Dataset entries
--------------------------------------------------

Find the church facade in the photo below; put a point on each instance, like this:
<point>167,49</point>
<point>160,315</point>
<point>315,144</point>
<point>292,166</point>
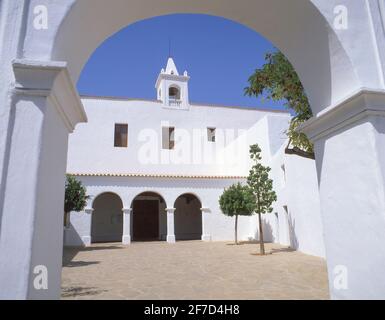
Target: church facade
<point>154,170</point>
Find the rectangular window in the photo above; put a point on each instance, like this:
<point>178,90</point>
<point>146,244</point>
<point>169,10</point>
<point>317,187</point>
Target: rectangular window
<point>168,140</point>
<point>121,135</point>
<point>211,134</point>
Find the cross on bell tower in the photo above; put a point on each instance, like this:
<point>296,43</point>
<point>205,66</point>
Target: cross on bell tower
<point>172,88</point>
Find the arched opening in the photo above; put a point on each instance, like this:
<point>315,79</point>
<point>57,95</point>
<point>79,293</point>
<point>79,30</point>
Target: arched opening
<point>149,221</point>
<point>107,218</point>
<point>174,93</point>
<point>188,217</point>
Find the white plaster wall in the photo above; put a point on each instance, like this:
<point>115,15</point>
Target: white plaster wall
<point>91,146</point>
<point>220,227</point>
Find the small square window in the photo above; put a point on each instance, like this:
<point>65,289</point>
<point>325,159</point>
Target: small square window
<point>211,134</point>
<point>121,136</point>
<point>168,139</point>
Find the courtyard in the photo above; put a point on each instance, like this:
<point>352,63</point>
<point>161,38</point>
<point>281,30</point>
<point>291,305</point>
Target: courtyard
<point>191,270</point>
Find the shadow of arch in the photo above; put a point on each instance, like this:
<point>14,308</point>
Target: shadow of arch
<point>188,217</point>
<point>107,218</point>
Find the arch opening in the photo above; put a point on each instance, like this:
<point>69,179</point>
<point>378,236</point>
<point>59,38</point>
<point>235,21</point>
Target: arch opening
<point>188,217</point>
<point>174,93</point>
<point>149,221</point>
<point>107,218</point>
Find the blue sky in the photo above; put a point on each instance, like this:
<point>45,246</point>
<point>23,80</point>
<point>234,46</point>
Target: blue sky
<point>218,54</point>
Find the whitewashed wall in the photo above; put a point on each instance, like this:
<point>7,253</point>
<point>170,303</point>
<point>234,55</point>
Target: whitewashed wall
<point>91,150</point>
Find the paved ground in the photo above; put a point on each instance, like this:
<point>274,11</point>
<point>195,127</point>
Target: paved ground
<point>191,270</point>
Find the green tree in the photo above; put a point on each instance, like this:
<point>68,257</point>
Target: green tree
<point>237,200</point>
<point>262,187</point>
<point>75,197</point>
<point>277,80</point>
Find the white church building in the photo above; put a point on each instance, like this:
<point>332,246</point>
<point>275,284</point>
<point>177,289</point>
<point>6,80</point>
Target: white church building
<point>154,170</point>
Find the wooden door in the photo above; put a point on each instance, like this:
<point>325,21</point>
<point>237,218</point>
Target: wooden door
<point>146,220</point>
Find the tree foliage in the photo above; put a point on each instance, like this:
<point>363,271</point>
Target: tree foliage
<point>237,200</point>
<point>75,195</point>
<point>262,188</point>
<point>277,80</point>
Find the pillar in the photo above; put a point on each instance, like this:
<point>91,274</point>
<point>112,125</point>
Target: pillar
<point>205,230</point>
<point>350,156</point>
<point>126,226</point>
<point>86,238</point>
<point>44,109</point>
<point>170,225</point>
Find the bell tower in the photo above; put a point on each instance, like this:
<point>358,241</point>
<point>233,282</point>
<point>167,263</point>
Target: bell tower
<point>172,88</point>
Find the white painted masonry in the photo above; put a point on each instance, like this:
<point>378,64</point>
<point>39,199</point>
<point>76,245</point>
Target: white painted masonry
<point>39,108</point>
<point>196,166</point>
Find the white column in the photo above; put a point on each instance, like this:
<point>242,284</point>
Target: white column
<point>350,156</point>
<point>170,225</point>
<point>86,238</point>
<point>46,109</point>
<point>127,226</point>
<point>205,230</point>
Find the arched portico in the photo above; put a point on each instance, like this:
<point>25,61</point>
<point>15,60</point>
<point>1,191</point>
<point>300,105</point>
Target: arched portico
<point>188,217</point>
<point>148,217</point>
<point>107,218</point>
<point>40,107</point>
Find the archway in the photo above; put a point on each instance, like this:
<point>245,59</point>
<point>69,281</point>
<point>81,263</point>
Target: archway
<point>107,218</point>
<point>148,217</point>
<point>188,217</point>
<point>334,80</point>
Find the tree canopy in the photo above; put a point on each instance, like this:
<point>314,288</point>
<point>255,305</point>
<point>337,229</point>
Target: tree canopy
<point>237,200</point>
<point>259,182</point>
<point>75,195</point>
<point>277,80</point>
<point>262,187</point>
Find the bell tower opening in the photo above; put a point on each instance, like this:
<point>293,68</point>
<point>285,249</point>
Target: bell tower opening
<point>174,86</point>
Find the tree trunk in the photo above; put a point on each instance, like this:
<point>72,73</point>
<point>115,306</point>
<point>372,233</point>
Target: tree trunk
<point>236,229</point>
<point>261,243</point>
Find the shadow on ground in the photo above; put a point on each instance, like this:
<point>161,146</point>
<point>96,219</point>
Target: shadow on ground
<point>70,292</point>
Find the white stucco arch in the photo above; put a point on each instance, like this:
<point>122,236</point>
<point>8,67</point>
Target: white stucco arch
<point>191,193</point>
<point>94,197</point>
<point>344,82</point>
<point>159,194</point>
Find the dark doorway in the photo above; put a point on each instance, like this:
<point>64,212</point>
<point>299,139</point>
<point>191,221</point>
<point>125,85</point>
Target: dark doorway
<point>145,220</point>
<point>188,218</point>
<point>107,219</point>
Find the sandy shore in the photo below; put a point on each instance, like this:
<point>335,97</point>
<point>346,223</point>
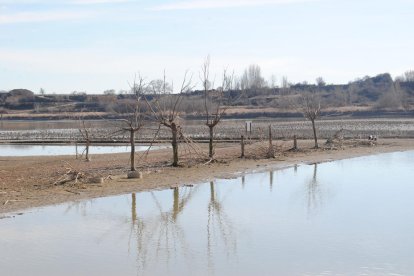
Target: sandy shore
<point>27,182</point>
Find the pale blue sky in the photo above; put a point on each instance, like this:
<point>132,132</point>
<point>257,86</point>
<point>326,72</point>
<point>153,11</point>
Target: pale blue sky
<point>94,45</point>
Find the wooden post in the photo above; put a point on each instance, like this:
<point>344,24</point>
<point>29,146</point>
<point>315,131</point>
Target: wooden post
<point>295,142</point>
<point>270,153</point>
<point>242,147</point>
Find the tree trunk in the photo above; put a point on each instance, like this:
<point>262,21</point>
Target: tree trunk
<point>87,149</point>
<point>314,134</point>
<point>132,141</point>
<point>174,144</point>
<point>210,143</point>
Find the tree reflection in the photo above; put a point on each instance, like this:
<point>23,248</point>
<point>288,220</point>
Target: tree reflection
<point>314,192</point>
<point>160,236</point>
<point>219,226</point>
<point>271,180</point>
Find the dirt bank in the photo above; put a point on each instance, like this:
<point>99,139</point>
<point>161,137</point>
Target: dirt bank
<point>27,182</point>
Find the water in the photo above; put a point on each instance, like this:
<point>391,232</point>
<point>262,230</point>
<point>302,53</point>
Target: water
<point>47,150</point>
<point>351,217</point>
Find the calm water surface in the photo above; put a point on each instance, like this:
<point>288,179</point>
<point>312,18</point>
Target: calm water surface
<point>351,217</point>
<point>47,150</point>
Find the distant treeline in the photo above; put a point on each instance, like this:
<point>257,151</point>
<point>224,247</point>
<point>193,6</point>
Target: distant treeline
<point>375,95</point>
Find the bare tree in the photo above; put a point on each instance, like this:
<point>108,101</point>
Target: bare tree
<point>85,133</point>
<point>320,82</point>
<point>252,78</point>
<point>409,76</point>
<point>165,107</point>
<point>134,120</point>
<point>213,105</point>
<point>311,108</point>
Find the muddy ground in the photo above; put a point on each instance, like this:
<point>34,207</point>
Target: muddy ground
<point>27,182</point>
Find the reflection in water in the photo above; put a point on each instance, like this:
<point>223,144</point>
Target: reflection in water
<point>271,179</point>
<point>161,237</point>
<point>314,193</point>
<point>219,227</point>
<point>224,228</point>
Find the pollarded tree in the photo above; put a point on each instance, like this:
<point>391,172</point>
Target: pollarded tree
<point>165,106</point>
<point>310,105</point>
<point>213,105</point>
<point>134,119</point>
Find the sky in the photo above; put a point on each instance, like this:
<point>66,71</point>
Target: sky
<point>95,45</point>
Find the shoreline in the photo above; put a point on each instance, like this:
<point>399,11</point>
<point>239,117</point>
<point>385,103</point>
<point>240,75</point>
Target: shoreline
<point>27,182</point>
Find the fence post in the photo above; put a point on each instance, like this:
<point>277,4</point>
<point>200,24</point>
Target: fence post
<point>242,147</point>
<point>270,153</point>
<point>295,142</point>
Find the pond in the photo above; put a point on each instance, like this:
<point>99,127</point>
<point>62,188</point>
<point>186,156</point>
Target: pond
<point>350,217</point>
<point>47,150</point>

--------------------------------------------------

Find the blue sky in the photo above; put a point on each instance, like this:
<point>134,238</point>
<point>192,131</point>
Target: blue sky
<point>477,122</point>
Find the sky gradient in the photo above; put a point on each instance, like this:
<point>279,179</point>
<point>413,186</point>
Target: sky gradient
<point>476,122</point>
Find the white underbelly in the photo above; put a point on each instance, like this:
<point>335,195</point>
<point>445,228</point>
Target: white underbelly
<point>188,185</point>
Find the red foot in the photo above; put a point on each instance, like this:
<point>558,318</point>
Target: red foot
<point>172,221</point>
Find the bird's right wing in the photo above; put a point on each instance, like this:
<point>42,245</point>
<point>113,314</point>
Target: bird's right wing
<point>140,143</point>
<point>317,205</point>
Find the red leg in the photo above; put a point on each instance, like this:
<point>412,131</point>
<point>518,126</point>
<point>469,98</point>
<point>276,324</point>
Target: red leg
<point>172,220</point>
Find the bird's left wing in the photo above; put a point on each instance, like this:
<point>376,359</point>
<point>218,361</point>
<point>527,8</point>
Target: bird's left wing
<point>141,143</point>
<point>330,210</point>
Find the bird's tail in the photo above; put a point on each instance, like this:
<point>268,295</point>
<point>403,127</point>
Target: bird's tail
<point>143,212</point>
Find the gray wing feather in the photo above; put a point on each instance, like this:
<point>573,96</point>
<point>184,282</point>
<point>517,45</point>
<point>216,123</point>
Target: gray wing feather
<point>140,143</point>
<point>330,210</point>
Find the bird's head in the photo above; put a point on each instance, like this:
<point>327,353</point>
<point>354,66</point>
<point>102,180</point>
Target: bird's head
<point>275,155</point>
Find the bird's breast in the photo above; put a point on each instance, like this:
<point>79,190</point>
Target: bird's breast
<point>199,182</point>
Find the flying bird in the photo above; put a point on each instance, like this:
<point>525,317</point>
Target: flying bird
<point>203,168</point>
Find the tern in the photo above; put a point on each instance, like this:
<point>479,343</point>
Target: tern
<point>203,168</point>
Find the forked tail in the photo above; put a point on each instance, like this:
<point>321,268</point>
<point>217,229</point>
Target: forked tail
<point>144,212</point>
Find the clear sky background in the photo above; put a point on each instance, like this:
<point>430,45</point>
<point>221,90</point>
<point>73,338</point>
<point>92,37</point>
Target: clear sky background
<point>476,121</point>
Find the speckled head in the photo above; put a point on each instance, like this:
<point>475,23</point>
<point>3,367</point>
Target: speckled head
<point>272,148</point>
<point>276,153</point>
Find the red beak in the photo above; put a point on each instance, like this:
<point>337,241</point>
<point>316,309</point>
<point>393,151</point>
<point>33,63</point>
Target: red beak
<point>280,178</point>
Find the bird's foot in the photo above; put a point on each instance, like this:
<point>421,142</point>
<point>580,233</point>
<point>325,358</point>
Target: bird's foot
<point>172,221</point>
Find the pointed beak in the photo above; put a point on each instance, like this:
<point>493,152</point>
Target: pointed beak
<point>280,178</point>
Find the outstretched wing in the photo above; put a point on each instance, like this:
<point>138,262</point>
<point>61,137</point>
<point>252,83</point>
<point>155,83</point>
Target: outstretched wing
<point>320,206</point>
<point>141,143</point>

--------------------------------------------------

Only the lines with "below" are needed; find them in the records and copy each one.

◆ Response to the task ◆
Find the church facade in the photo below; put a point on each instance, like this:
Find the sandy shore in the photo below; put a point on each instance, like this:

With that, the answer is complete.